** EXTRACT follows **

Posts tagged fall
A Time of Grace- a French Harvest of Saucisse de Toulouse
The Forest at Camont November 2019

The Forest at Camont November 2019

November wraps her foggy cloak around Camont like a felted room in which song birds still sing muffled by damp leaves and darker mornings. Chica and I take abbreviated walks to the hens to make sure the little automatic door (thank you Chicken Guards!) has adjusted to the time change. I am grateful for the extra hour of light in the morning. I regret the darker evenings.

I build the first fires in the jaunty kitchen stove. September and October were both so warm this is the first time we’ve needed to; more to remove the damp than raise the temperature. There are four stères ( a cubic meter) of dry oak wood waiting the first real cold, and the piles of old oak branches and trimmed acacia trees scattered around the park will be gathered and brought in for fueling a winter barbecue or two. Just like the pique-niques I wrote about in the latest Saveur website here, cooking outside can be a four season event. I use my small Portuguese beehive oven all year round when I want to make something smokey and spicy, or just perfectly cook a côte de boeuf.

** End of EXTRACT **
** EXTRACTED RECORDS follows **

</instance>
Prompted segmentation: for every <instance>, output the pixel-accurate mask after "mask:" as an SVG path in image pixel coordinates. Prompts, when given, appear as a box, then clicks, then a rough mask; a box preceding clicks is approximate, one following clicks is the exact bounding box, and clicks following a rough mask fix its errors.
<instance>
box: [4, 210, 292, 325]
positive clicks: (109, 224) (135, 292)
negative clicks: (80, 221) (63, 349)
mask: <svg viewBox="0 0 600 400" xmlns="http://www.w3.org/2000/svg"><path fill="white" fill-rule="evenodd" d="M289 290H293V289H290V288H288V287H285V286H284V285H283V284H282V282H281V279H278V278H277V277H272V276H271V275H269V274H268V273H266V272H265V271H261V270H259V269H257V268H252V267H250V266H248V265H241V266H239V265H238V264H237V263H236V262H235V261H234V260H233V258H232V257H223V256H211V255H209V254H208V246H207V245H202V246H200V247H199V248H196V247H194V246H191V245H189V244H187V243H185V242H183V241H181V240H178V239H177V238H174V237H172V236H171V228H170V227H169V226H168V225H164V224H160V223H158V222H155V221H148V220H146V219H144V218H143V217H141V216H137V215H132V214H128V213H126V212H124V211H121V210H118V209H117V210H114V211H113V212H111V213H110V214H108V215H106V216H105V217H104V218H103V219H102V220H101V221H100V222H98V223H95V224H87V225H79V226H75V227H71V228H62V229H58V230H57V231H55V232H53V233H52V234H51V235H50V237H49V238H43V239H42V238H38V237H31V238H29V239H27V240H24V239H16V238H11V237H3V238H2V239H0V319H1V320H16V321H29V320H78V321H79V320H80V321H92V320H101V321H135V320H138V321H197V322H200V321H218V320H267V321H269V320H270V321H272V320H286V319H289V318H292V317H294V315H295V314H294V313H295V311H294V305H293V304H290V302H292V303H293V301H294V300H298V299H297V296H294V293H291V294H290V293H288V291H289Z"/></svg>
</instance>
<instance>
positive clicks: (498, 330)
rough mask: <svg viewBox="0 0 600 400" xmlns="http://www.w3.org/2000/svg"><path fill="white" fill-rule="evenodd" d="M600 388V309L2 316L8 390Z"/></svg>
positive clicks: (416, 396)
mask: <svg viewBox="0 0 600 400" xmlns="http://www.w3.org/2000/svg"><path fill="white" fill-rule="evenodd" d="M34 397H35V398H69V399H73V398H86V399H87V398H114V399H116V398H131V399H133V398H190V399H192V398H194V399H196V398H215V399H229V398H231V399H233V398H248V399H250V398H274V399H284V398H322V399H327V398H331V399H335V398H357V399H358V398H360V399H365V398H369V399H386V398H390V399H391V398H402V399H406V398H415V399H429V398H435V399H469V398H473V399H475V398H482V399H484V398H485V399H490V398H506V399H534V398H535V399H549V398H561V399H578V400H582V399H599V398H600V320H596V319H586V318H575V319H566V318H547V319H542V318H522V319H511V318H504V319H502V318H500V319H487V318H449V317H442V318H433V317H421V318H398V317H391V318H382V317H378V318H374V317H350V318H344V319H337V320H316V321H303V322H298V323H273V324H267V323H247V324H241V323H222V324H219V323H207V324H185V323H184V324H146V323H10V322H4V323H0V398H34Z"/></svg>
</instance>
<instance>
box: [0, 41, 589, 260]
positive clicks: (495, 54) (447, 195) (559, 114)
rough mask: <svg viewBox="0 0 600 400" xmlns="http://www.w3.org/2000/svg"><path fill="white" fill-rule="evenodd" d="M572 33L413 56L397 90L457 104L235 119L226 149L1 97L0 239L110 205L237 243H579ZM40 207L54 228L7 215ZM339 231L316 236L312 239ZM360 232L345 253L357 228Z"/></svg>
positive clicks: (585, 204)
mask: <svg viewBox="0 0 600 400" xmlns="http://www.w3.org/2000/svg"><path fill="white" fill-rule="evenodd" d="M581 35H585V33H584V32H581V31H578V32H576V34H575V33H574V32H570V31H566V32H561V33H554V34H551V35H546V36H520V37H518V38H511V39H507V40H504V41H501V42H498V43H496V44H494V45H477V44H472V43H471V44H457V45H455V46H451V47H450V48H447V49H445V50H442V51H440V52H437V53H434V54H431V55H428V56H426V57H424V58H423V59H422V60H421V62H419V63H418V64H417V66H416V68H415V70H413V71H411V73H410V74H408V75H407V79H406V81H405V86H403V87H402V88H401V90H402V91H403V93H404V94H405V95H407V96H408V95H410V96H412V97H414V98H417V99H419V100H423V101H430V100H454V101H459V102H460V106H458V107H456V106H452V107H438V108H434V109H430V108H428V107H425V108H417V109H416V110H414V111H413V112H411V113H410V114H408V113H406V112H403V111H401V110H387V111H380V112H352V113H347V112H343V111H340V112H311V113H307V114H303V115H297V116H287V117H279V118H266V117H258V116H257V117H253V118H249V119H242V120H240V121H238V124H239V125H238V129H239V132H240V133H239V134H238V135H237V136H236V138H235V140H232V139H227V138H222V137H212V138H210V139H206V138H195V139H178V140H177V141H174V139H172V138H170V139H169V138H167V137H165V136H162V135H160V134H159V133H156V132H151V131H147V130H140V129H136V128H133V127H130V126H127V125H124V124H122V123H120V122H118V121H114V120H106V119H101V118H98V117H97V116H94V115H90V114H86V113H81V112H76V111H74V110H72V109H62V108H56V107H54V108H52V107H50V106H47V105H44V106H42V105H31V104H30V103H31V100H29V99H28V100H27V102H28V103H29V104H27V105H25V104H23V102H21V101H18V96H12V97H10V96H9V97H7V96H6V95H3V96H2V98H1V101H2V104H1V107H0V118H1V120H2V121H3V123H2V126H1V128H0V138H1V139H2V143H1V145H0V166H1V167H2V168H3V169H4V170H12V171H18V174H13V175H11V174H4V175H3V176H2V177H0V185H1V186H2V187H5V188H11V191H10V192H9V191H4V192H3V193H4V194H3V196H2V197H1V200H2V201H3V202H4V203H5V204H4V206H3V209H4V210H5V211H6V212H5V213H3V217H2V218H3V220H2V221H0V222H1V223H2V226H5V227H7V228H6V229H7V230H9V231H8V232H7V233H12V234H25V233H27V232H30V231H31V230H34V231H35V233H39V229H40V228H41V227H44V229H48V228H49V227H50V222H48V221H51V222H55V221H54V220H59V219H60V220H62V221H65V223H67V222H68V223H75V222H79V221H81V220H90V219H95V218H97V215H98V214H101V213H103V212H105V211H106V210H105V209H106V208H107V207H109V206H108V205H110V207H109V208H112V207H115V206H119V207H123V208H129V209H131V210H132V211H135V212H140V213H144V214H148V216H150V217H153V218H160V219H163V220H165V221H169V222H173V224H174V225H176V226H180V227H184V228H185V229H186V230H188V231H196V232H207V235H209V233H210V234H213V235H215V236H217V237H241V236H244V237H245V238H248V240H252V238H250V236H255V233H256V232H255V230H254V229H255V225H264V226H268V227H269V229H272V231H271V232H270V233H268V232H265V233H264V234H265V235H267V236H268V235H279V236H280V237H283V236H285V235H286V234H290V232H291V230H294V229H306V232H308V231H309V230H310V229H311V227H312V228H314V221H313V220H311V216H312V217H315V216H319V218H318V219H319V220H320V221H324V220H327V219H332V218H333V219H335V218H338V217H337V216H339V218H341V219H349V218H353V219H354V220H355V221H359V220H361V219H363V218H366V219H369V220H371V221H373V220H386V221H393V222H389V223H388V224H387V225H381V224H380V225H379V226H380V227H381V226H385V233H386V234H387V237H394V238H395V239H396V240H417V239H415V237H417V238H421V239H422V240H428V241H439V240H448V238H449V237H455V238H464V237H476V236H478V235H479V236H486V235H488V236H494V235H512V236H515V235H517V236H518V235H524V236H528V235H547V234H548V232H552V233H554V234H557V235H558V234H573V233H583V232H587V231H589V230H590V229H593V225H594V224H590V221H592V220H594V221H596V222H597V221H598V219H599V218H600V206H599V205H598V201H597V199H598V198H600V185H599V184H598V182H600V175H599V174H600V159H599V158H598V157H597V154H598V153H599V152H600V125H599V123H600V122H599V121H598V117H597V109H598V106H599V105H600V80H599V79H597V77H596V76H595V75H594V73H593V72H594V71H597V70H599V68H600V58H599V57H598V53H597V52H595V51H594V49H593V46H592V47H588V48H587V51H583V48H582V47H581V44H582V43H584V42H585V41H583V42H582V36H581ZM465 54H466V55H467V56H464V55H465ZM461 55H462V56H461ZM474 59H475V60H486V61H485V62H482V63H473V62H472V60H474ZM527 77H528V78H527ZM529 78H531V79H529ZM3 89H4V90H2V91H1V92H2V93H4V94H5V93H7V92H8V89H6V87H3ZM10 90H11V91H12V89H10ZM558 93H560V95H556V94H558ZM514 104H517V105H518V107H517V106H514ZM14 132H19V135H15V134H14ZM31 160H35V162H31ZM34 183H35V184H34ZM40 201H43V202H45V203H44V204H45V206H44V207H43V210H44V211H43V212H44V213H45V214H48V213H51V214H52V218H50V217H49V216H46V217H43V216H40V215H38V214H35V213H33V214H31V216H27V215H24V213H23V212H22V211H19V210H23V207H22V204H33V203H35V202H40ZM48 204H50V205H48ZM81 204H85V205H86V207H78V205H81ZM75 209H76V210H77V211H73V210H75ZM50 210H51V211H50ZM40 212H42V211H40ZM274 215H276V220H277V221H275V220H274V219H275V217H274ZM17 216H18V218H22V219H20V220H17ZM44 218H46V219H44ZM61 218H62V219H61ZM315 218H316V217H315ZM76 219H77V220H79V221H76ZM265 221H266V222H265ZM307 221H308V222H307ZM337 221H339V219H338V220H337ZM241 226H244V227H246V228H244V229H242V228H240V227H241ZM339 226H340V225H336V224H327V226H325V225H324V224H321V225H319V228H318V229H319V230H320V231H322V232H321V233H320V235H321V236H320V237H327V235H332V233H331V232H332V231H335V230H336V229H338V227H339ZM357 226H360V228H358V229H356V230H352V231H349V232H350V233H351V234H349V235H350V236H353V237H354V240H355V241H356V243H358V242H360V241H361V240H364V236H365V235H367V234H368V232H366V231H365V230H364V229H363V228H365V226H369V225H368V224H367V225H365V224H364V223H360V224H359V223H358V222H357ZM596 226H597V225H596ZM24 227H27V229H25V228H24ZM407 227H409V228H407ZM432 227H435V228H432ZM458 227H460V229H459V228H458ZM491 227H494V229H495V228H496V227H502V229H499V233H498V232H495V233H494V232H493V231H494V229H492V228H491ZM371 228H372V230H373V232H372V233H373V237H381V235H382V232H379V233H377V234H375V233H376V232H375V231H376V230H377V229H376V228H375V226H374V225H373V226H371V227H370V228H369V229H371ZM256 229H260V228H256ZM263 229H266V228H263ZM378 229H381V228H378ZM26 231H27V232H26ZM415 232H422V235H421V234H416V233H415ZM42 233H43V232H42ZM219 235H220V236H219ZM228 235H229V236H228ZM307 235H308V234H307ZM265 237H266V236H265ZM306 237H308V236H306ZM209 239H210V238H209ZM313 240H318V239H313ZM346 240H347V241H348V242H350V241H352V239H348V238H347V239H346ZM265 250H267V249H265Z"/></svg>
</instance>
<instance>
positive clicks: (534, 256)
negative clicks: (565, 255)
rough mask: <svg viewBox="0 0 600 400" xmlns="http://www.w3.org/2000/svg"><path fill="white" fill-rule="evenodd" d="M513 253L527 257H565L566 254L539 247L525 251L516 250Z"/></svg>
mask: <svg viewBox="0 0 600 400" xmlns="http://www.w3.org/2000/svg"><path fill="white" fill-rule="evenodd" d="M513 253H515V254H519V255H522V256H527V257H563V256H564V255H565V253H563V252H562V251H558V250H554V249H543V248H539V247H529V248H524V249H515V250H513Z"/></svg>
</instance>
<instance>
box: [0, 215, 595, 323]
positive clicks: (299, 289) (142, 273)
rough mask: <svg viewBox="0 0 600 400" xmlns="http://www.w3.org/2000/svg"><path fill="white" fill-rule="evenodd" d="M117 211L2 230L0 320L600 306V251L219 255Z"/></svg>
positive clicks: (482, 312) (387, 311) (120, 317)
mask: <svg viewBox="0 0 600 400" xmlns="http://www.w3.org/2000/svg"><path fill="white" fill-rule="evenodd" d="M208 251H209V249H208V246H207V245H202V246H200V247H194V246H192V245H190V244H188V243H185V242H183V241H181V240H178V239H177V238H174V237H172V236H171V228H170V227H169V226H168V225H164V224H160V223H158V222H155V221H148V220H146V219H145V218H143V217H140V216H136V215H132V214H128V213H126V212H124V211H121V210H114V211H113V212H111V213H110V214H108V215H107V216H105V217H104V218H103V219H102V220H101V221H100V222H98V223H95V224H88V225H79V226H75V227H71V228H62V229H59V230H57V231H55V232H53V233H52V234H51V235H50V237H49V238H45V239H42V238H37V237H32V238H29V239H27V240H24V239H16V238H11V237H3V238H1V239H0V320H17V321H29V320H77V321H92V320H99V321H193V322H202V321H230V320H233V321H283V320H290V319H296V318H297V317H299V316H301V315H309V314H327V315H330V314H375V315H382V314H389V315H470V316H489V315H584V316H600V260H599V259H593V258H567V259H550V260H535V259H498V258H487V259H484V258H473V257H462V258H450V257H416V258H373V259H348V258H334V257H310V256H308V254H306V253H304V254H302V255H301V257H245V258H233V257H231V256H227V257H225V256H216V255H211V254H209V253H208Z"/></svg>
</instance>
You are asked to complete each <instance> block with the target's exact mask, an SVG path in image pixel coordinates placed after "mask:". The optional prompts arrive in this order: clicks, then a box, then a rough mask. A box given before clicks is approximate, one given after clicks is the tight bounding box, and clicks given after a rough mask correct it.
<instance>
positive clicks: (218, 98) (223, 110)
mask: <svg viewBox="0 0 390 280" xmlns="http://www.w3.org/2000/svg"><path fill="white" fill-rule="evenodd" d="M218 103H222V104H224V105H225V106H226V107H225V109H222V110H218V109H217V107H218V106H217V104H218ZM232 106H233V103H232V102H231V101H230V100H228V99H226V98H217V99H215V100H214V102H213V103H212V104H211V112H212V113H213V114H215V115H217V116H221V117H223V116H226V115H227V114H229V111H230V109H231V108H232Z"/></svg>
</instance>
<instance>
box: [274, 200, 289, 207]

** End of EXTRACTED RECORDS **

ACTIVITY: Please carry on the post about November at Camont, picking up after its last sentence and keeping the same voice.

REPLY TO THE TASK:
I take stock of the late garden, knowing that the compost pile will benefit mostly from the last tomato plants and the straggling pumpkin vines. The September planted mâche and roquette are now filling out promising winter salads for the next few months; small upright fennel settle in for the slow growing season. Mâche has many names in English- Lamb’s Lettuce being the one I know but Valerianella locusta is the official name. It’s a fabulous bright, dark, and mild-tasting green that ruffles out a plate. Sometimes you just need a leaf or two.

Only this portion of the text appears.